Set down each entry from the block beneath, exactly as written.

-- start --

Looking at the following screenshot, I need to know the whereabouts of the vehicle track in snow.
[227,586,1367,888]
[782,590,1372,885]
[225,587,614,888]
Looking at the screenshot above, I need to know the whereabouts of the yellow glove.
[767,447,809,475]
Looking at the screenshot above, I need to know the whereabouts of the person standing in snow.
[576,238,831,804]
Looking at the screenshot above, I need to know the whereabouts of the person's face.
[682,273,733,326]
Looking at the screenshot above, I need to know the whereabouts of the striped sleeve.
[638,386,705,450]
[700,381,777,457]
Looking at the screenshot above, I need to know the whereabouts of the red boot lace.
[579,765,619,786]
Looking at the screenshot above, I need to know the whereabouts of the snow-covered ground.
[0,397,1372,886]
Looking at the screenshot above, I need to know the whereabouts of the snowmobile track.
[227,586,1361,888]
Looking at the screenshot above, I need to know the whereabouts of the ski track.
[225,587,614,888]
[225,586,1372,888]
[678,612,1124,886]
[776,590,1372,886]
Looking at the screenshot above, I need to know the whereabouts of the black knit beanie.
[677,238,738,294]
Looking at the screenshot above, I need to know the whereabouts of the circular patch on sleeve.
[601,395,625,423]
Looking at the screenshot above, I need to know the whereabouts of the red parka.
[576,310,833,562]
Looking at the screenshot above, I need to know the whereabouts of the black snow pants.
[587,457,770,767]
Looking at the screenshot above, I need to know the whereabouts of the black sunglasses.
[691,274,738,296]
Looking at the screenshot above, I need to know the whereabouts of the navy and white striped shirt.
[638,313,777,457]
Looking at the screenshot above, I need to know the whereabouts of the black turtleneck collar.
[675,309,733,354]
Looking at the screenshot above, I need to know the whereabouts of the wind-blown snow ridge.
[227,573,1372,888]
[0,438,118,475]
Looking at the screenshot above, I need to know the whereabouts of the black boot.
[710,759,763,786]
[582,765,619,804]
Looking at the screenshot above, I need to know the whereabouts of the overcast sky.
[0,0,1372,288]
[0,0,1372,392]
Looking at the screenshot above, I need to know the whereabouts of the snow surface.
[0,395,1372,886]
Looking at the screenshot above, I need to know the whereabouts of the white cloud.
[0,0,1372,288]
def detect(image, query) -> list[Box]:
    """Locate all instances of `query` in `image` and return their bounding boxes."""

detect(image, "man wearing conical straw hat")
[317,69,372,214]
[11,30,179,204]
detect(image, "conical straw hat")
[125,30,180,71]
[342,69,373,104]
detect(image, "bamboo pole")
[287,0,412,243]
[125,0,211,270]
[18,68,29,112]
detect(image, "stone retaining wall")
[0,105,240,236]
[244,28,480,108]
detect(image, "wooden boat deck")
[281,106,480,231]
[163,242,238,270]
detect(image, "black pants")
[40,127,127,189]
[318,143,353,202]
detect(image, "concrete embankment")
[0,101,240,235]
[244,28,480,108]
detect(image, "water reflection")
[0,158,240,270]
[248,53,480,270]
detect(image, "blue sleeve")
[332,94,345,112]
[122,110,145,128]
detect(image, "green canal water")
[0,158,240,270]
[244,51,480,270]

-- end --

_OUTPUT_
Looking at the following screenshot, I need to know the whereabouts of the vehicle track in snow.
[227,586,1367,888]
[782,590,1372,885]
[225,587,614,888]
Looking at the screenshot above, I need to know the whereabouts of the yellow glove.
[767,447,809,475]
Looking at the screenshot above, I need to know the whereabouts of the person standing in snow.
[576,238,831,804]
Looking at the screenshot above, I need to know the whereabouts of the person's face.
[682,273,733,326]
Looking at the screenshot above, I need to know the whereabouts of the striped sleeve.
[638,386,705,450]
[700,381,777,457]
Looking at the screenshot above, I need to know the whereabouts of the red boot lace.
[579,765,619,786]
Looking at the screenshot above, I need to know the whereabouts of the snow-covered ground.
[0,397,1372,886]
Looking at the screenshot above, I need to know the whereabouts of the snowmobile track.
[227,586,1361,888]
Looking at the screenshot above, I need to know the whereabouts of the ski track.
[225,587,614,888]
[225,586,1372,888]
[678,612,1124,886]
[776,590,1372,886]
Looking at the screenshot above, I need to know the whereabouts of the black knit beanie.
[677,238,738,294]
Looking at the screenshot above, I need to know the whereabouts of the circular patch on sleeve.
[601,395,625,423]
Looking at the screenshot above, I need to know the whereabouts of the red parka.
[576,310,833,562]
Looking at the screenshot above, I need to know the whereabouts of the black snow pants.
[587,457,770,767]
Looking at the screenshot above, I need to know the whereabouts of the black sunglasses.
[691,274,738,296]
Looking at the screenshot above, I need to know the whereabouts of the navy and white striped shirt.
[638,313,777,457]
Looking at the screenshot above, I need to know the whereabouts of the black turtleneck collar.
[675,309,733,354]
Looking at the screenshot above, I need to know the whereabouts of the wind-blown snow ridge.
[227,573,1372,888]
[0,438,118,475]
Looking at the screenshot above, I need to know the whereabouts of the black boot.
[710,759,763,786]
[582,765,619,804]
Looking at the screenshot above, I need to know the whereabouts of the overcast sky.
[0,0,1372,288]
[0,0,1372,392]
Looking at the screenshot above, I need to know the whereabouts of the snow surface.
[0,395,1372,886]
Looking at the screenshot above, I need to know the whereabouts of the white cloud.
[0,0,1372,288]
def detect(image, query) -> list[Box]:
    """Locate all instances of `query` in `image` and return their bounding boxes."""

detect(image, "man wearing conical straw hat")
[317,69,372,214]
[11,30,179,204]
detect(image, "conical straw hat")
[125,30,180,71]
[342,69,373,104]
detect(image, "bamboo pole")
[287,0,412,243]
[125,0,211,270]
[18,68,29,112]
detect(image, "stone retaining wall")
[0,105,240,236]
[244,28,480,108]
detect(image, "wooden boat deck")
[281,106,480,231]
[163,242,238,270]
detect(image, "black pants")
[40,127,127,189]
[318,143,353,202]
detect(image, "concrete embankment")
[0,101,240,235]
[244,28,480,108]
detect(image, "water reflection")
[0,158,240,270]
[248,53,480,270]
detect(image, "blue sleeve")
[332,94,345,112]
[122,110,145,128]
detect(image, "green canal water")
[0,158,240,270]
[244,51,480,270]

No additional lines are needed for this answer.